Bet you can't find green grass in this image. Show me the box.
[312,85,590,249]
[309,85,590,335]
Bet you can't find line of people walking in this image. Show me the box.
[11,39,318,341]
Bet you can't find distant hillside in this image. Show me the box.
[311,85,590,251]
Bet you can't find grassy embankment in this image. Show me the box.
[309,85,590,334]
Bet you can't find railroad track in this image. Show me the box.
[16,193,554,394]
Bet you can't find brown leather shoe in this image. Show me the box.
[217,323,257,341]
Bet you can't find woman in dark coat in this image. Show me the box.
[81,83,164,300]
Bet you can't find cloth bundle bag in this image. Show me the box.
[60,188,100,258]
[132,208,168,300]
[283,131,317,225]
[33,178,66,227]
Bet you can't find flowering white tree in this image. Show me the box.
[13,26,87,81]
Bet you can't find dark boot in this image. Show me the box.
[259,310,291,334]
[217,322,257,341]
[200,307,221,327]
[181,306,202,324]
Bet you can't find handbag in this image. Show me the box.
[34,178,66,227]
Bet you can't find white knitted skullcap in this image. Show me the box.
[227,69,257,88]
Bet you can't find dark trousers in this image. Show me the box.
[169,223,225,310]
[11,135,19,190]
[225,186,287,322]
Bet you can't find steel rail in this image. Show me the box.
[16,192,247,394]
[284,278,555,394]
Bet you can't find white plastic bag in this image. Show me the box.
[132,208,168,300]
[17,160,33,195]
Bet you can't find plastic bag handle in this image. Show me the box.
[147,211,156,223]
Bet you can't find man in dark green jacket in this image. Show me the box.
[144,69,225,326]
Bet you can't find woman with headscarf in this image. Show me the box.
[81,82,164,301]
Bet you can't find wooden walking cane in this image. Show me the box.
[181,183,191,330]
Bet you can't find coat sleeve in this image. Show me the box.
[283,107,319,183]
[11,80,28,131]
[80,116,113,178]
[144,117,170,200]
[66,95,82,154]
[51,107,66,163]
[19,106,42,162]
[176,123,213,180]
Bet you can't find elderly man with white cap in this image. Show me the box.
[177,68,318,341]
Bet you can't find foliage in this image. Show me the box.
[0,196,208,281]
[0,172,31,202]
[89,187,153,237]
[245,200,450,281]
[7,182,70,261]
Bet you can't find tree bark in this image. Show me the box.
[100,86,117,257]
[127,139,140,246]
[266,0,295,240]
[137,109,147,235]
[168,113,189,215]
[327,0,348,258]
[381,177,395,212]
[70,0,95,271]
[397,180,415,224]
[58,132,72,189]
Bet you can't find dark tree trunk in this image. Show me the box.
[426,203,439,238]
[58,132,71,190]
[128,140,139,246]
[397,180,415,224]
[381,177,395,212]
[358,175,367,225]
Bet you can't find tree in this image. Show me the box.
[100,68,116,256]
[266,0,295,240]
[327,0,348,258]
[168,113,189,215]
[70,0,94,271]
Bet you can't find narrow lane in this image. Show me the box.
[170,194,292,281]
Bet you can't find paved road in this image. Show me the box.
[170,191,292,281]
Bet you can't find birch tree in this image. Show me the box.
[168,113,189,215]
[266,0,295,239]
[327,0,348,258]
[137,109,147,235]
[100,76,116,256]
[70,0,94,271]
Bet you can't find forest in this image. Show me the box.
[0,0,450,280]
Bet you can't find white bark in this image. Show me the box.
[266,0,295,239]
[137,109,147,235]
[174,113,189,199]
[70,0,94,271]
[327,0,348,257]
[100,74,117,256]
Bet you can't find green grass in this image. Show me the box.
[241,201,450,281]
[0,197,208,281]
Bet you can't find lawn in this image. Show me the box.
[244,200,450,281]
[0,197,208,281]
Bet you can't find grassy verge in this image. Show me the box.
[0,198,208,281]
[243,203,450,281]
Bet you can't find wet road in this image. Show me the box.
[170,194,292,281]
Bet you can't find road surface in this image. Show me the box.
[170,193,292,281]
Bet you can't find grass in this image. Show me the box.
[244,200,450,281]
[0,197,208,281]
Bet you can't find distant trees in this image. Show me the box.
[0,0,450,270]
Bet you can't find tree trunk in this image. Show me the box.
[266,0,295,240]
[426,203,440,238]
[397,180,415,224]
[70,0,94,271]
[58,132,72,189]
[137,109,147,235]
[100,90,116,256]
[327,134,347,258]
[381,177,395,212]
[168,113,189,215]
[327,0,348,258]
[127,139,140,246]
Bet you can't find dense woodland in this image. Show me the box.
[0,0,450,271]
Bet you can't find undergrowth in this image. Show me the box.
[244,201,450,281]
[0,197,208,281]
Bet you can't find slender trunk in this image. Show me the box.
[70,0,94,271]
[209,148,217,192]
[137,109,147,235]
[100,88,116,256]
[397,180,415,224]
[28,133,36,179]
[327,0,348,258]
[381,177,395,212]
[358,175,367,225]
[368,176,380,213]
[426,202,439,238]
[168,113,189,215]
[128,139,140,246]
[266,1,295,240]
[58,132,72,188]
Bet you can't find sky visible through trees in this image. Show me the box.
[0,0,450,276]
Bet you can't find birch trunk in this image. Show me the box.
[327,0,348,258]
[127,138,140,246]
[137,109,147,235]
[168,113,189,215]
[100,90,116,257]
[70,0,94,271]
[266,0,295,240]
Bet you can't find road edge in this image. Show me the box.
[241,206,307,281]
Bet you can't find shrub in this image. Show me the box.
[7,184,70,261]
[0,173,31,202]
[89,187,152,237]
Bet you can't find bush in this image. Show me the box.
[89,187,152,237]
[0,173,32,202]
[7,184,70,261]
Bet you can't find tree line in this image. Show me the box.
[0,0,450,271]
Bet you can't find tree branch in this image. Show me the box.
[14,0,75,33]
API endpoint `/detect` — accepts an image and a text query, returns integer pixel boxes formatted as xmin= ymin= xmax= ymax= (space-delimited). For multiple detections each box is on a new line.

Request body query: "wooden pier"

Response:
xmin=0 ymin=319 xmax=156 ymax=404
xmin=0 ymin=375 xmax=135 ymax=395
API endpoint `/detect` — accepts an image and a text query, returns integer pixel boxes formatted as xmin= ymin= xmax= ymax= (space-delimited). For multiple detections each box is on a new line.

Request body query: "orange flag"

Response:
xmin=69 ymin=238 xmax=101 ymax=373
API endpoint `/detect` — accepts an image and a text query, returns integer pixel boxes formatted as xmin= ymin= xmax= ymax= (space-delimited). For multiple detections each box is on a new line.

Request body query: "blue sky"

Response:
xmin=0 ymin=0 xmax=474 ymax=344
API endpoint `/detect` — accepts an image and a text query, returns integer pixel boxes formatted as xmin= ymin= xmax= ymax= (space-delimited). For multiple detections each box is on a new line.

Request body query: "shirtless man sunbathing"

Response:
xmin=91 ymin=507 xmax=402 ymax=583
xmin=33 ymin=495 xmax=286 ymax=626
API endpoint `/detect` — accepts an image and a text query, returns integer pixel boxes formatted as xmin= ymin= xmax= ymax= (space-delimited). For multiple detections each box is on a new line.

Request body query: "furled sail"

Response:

---*---

What needs to be done - Rewrite the entries above as a numbered list with blank lines omitted, covering only the lines from the one containing "Bet you can't find dense" through the one containing "xmin=69 ymin=238 xmax=101 ymax=373", both included.

Answer to this exercise -
1. Bet you can't find dense woodland in this image. Show me the box.
2. [0,0,450,271]
3. Bet you can't find undergrowth in this image. Show me the box.
4. [244,201,450,281]
5. [0,197,208,281]
6. Bet you can't find slender trunk in this image. Show me the box.
7. [70,0,94,271]
8. [209,148,217,192]
9. [137,109,147,235]
10. [100,88,116,256]
11. [397,180,415,224]
12. [28,133,36,179]
13. [327,0,348,258]
14. [381,177,395,212]
15. [358,175,367,225]
16. [368,176,380,213]
17. [426,202,439,238]
18. [168,113,189,215]
19. [128,139,140,246]
20. [266,1,295,240]
21. [58,132,72,188]
22. Bet you can't find sky visible through trees in this image. Show me the box.
23. [0,0,450,276]
24. Bet you can't find birch trunk in this image. Show me the box.
25. [327,0,348,258]
26. [127,138,140,246]
27. [137,109,147,235]
28. [168,113,189,215]
29. [100,90,116,257]
30. [70,0,94,271]
31. [266,0,295,240]
32. Bet you can't find road edge in this image. Show me the box.
33. [241,206,307,281]
34. Bet you can't find shrub in this image. Show me the box.
35. [7,184,70,261]
36. [0,173,31,202]
37. [89,187,152,237]
38. Bet you can't find bush in this image. Show me the box.
39. [89,187,152,237]
40. [0,173,32,202]
41. [7,184,70,261]
42. Bet you can't find tree line in this image. Show me the box.
43. [0,0,450,271]
44. Bet you can't find tree branch in this image. Show me the box.
45. [14,0,75,33]
46. API endpoint `/detect` — accepts an image and a text query, returns integer pixel boxes formatted as xmin= ymin= xmax= ymax= (space-delimited). For multiple detections each box is on a new line.
47. Request body query: "wooden pier"
48. Response:
49. xmin=0 ymin=319 xmax=156 ymax=404
50. xmin=0 ymin=375 xmax=135 ymax=395
51. API endpoint `/detect` — accepts an image and a text query, returns integer pixel boxes formatted as xmin= ymin= xmax= ymax= (space-delimited). For multiple detections each box is on a new line.
52. Request body query: "orange flag"
53. Response:
54. xmin=69 ymin=238 xmax=101 ymax=373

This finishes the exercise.